SOAL 1:
Menurut cuplikan teks di bawah, kontrak jenis apa yang dipakai untuk membangun Kantor Gubernur Pertama?

CUPLIKAN TEKS:
Ini Klarifikasi Kadis PU NTT Terkait Gedung Kantor Gubernur Pertama
Sebagai Kepala Dinas PU Provinsi NTT dan sebagai SKPD yang bertanggung jawab dalam pelaksanaan
POS KUPANG.COM, KUPANG -- Sebagai Kepala Dinas PU Provinsi NTT dan sebagai SKPD yang bertanggung jawab dalam pelaksanaan pembangunan Kantor Gubernur Pertama, Andre mengklarifikasi.
pertama, penggunaan bahan yang tidak sesuai ketentuan pada pekerjaan pembangunan Kantor Gubernur Pertama sebagaimana diberitakan adalah sesuai LHP BPK RI (yang secara resmi LHP tersebut belum kami terima), yaitu tidak digunakannya salah satu bahan pada pekerjaan bekesting yang mengakibatkan nilai pekerjaan beton terpasang tidak sesuai dengan yang diperhitungkan dalam RAB total senilai Rp 1.773.244.144.
Kedua, menurut kami, demikian Andre, telah terjadi perbedaan persepsi antara Pejabat Pembuat Komitmen (PPK) dengan BPK terkait dengan kontrak yang digunakan, dimana BPK menghitung bahan pada pekerjaan beton menggunakan asumsi kontrak harga satuan atau unit price kontrac, yaitu semua bahan penunjang termasuk kayu meranti membentuk harga satuan per meter persegi beton terpasang. Padahal pembangunan Kantor Gubernur Pertama ini dan semua pembangunan gedung pada umumnya menggunakan kontrak lump sum yang berorientasi kepada keluaran (output based), bukan pada proses.
Penggunaan sistem kontrak lump sum tersebut, diakui Andre, dipertegas sebagaimana tertuang pada Berita Acara Hasil Pelelangan (BAHP) No. 33/BA/PAN-PLL/DPU/VIII/2013, tanggal 4 Agustus 2012, poin B angka 4, yang berbunyi sebagai berikut: Koreksi aritmatik dilakukan hanya untuk mengecek hasil perkalian dengan TIDAK mengubah nilai penawaran karena menganut sistem lump sum kontrak.
Ketiga, kontrak lump sum adalah salah satu jenis kontrak dari lima jenis kontrak yang ada, yaitu kontrak harga satuan, kontrak gabungan lump sum dan harga satuan, kontrak umur ekonomis dan kontrak terima jadi). Kontrak lump sum merupakan kontrak pengadaan barang/jasa atas penyelesaian seluruh pekerjaan dalam batas waktu tertentu sebagaimana ditetapkan dalam kontrak, dengan ketentuan, antara lain sifat pekerjaan berorientasi kepada keluaran (output based), sebagaimana diatur dalam Perpres No. 54 tahun 2010 pasal 51 ayat (1).

DATA MASUKAN:
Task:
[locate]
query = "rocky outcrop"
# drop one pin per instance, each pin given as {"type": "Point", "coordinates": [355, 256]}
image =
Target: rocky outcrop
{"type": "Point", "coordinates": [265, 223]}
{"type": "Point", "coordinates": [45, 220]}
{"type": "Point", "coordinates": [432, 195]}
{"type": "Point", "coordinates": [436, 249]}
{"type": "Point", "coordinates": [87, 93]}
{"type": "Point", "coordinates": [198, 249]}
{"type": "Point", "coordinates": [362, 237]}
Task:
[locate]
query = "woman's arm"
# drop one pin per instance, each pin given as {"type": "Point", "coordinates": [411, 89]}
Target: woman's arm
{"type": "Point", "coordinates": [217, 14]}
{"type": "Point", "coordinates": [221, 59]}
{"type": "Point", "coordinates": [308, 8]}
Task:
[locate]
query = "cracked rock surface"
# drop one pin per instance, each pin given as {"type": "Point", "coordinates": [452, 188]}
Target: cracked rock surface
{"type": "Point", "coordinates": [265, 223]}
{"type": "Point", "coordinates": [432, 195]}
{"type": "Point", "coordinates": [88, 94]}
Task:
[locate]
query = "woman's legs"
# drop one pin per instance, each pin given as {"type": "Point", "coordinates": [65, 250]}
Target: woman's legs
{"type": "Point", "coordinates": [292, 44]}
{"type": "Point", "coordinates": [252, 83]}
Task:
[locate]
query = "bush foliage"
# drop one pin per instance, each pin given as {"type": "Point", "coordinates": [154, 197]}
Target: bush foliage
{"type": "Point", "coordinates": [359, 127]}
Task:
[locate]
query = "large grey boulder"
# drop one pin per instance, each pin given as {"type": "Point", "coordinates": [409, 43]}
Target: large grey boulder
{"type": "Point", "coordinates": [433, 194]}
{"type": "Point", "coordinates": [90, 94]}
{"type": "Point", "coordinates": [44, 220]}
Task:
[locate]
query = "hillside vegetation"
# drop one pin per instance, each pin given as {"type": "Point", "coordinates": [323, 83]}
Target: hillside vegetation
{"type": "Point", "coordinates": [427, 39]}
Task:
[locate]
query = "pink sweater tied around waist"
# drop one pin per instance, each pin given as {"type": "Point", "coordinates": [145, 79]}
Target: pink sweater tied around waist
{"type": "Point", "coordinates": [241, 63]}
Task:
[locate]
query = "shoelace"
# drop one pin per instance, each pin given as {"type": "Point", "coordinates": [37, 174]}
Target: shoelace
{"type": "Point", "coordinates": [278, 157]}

SOAL 2:
Ambil semua baris dari catatan di atas yang memuat kata "woman".

JAWABAN BENAR 1:
Kontrak lump sum yang berorientasi kepada keluaran (output based).

JAWABAN BENAR 2:
query = "woman's arm"
Target: woman's arm
query = "woman's legs"
Target: woman's legs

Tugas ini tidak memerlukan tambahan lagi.